#### [Written problem]
Gather every line in the records below that contains the word "white", treating uppercase and lowercase as different. Copy each such line in full.

-- BEGIN Dataset --

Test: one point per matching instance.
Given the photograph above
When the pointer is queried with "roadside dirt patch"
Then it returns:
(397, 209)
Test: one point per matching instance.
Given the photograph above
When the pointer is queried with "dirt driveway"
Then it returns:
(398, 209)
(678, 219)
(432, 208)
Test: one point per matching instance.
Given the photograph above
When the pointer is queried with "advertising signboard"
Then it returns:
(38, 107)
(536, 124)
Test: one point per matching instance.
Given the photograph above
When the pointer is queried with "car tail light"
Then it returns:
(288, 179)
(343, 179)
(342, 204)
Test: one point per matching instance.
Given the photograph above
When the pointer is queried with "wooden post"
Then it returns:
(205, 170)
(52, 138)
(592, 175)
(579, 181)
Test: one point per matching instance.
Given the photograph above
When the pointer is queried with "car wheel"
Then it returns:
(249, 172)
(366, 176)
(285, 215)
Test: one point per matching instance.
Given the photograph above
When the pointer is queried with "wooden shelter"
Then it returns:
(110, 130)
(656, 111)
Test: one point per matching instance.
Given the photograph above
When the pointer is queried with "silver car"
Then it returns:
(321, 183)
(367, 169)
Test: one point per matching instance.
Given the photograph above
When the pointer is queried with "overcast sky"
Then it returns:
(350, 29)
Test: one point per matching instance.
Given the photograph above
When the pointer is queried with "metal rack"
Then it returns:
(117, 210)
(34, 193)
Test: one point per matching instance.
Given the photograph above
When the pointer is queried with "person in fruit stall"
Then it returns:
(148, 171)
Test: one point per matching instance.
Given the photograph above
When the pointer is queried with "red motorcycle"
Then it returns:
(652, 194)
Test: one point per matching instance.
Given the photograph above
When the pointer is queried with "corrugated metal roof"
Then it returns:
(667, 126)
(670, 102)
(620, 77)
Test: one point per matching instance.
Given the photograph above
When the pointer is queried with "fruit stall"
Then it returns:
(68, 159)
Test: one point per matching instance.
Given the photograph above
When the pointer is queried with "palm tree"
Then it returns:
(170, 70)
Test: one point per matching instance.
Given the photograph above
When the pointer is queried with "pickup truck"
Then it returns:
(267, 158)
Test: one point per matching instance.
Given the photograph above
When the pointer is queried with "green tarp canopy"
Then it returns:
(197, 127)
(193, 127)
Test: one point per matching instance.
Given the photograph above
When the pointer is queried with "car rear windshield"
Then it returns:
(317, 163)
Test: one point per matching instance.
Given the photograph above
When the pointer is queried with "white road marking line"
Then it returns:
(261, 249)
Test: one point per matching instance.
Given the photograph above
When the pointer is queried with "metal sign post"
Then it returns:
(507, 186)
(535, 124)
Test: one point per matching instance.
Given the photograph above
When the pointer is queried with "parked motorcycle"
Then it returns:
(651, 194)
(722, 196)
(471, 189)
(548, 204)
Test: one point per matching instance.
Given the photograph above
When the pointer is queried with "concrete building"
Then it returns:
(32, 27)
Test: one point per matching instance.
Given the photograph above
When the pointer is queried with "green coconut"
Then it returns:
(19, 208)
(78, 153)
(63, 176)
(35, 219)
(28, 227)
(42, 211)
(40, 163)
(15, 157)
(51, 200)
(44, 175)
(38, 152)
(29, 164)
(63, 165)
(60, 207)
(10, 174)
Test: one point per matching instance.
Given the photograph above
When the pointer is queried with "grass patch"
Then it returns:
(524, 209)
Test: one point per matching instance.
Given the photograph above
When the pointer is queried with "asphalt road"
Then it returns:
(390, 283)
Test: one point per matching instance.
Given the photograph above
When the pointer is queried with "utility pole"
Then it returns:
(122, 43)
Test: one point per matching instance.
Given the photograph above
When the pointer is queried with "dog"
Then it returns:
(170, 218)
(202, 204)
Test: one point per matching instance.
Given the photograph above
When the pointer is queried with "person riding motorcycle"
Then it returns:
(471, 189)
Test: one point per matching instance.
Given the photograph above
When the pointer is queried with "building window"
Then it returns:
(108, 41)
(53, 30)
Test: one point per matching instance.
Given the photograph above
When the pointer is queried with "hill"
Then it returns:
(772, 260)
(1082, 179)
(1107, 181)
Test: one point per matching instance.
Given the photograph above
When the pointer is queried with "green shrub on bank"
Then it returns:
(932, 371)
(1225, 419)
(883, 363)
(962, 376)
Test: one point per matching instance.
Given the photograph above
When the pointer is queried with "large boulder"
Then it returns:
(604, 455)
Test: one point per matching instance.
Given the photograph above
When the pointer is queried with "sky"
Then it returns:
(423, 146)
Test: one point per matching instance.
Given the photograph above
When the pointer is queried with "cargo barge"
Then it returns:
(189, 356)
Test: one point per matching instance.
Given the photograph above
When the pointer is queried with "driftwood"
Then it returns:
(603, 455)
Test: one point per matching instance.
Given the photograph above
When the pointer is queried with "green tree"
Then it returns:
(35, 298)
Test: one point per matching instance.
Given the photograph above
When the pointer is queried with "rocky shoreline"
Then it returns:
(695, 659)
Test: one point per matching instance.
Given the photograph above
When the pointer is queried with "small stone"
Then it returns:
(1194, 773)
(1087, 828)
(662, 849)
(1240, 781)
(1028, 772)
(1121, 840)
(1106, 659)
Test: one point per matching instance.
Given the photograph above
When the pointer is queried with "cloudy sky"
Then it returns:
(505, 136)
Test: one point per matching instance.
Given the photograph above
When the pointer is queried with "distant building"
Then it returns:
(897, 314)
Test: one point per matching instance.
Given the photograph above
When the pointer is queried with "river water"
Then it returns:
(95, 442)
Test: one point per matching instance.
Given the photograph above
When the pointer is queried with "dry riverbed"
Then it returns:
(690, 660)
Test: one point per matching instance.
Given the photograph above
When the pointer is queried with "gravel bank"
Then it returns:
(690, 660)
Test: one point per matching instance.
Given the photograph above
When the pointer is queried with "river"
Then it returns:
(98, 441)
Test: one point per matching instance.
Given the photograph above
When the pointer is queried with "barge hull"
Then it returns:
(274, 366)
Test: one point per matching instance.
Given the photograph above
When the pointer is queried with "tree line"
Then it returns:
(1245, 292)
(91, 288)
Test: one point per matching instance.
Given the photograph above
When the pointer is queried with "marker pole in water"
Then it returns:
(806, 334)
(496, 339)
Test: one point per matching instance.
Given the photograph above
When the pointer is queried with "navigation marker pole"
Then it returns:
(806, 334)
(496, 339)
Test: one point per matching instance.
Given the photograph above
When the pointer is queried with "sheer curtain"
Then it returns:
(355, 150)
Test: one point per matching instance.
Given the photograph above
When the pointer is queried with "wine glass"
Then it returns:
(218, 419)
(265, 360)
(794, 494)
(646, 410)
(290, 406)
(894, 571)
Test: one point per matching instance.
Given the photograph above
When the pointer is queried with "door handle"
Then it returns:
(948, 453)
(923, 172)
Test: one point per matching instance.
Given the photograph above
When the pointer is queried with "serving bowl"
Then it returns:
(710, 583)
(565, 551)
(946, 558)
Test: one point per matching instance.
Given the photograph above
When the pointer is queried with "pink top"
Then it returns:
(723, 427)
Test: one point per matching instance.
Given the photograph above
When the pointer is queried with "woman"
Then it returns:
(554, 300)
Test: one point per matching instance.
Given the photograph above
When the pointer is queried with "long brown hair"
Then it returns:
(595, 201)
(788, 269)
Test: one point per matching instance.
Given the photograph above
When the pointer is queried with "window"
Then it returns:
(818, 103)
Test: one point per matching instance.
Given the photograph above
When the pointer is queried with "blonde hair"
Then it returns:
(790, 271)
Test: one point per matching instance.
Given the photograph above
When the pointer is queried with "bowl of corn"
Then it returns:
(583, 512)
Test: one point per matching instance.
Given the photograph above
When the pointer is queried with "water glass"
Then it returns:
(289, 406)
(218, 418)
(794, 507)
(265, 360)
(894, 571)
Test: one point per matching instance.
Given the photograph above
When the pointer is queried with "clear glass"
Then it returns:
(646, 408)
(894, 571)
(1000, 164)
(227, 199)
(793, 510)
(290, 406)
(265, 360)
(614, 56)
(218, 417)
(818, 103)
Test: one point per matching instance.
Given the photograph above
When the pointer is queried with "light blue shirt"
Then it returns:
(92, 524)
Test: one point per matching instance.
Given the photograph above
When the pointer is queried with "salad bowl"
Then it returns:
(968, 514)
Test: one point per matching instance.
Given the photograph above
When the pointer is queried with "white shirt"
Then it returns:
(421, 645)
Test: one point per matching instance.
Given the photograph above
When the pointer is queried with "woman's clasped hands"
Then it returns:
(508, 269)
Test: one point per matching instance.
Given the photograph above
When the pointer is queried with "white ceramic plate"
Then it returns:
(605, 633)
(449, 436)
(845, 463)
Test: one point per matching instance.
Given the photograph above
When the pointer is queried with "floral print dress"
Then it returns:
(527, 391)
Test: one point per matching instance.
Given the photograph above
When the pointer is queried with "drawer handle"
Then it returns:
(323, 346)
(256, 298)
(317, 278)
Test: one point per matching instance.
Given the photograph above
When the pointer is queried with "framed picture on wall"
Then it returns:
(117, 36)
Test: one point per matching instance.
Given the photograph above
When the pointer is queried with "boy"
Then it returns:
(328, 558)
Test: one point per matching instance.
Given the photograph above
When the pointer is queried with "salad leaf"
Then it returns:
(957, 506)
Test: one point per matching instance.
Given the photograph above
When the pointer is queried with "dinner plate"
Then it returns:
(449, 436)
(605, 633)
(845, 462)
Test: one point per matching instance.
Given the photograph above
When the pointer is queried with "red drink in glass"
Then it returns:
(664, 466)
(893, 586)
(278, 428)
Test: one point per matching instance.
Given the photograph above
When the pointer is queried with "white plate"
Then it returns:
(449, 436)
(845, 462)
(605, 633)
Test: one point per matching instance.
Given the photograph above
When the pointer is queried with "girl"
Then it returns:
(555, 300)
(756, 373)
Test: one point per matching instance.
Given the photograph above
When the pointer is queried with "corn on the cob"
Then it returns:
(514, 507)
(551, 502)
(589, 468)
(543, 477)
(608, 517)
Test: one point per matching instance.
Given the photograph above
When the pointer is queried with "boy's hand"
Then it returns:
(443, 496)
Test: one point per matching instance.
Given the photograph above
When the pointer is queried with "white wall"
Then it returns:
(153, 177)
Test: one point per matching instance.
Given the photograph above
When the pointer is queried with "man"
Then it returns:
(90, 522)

-- END Dataset --

#### [Solution for this problem]
When the pointer is queried with "white road marking line"
When the pointer is queried with "white shirt"
When the pointer is queried with "white ceramic plate"
When the pointer is queried with "white plate"
When the pointer is queried with "white wall"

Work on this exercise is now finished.